What you will do: Render the data below as a numbered list, skipping any blank lines and leaving the pictures out of your answer.

Segmentation mask data:

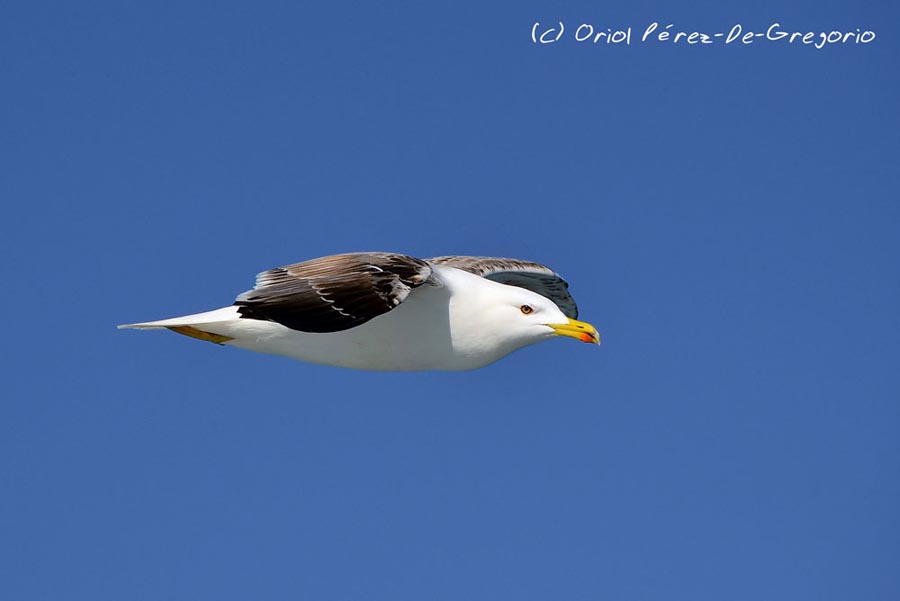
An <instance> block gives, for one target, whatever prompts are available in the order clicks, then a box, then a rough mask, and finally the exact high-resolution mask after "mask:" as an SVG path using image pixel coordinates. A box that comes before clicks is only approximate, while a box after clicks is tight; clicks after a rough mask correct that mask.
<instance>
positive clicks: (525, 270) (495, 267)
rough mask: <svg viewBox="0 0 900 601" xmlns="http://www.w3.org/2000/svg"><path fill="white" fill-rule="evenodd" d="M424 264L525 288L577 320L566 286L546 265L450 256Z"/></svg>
mask: <svg viewBox="0 0 900 601" xmlns="http://www.w3.org/2000/svg"><path fill="white" fill-rule="evenodd" d="M427 261H428V262H429V263H431V264H433V265H448V266H450V267H456V268H457V269H462V270H463V271H468V272H469V273H474V274H475V275H480V276H482V277H484V278H487V279H489V280H494V281H495V282H500V283H501V284H506V285H508V286H518V287H519V288H526V289H528V290H531V291H532V292H536V293H538V294H540V295H541V296H545V297H547V298H549V299H550V300H552V301H553V302H554V303H556V306H557V307H559V310H560V311H562V312H563V314H564V315H565V316H566V317H571V318H572V319H576V318H577V317H578V306H577V305H576V304H575V300H574V299H572V295H570V294H569V284H568V283H567V282H566V281H565V280H564V279H562V278H561V277H560V275H559V274H558V273H556V272H555V271H553V270H552V269H550V268H549V267H547V266H546V265H541V264H540V263H532V262H531V261H520V260H519V259H500V258H497V257H456V256H451V257H434V258H433V259H427Z"/></svg>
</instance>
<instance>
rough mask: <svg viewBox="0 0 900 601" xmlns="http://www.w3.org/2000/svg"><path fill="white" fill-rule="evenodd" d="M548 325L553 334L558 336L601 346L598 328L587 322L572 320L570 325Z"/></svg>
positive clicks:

Problem solution:
1. An <instance> block gives, for one target, whatever prompts are available in the order clicks, then a box, then a rough mask, and finally the exact high-resolution mask after "mask:" as an SVG path using image pixel coordinates. A box that comes before clicks is only approximate, while a box after clicks is tight; clicks after a rough mask correct that mask.
2. <instance>
3. positive clicks: (525, 270) (495, 267)
4. rough mask: <svg viewBox="0 0 900 601" xmlns="http://www.w3.org/2000/svg"><path fill="white" fill-rule="evenodd" d="M424 264L525 288L577 320L566 286L546 265L450 256Z"/></svg>
5. mask: <svg viewBox="0 0 900 601" xmlns="http://www.w3.org/2000/svg"><path fill="white" fill-rule="evenodd" d="M427 261H428V262H429V263H431V264H433V265H448V266H450V267H456V268H457V269H462V270H463V271H468V272H469V273H474V274H475V275H480V276H482V277H484V278H487V279H489V280H494V281H495V282H500V283H501V284H506V285H508V286H518V287H519V288H526V289H528V290H531V291H532V292H536V293H538V294H540V295H541V296H545V297H547V298H549V299H550V300H552V301H553V302H554V303H556V306H557V307H559V310H560V311H562V312H563V314H564V315H565V316H566V317H571V318H572V319H576V318H577V317H578V306H577V305H576V304H575V300H574V299H572V295H570V294H569V284H568V283H567V282H566V281H565V280H564V279H562V278H561V277H560V275H559V274H558V273H556V272H555V271H553V270H552V269H550V268H549V267H547V266H546V265H541V264H540V263H532V262H531V261H520V260H519V259H500V258H497V257H456V256H451V257H434V258H433V259H427Z"/></svg>
6. </instance>
7. <instance>
8. rough mask: <svg viewBox="0 0 900 601" xmlns="http://www.w3.org/2000/svg"><path fill="white" fill-rule="evenodd" d="M548 325L553 334L558 336L601 346L598 328L587 322L572 320L570 325Z"/></svg>
9. positive clicks:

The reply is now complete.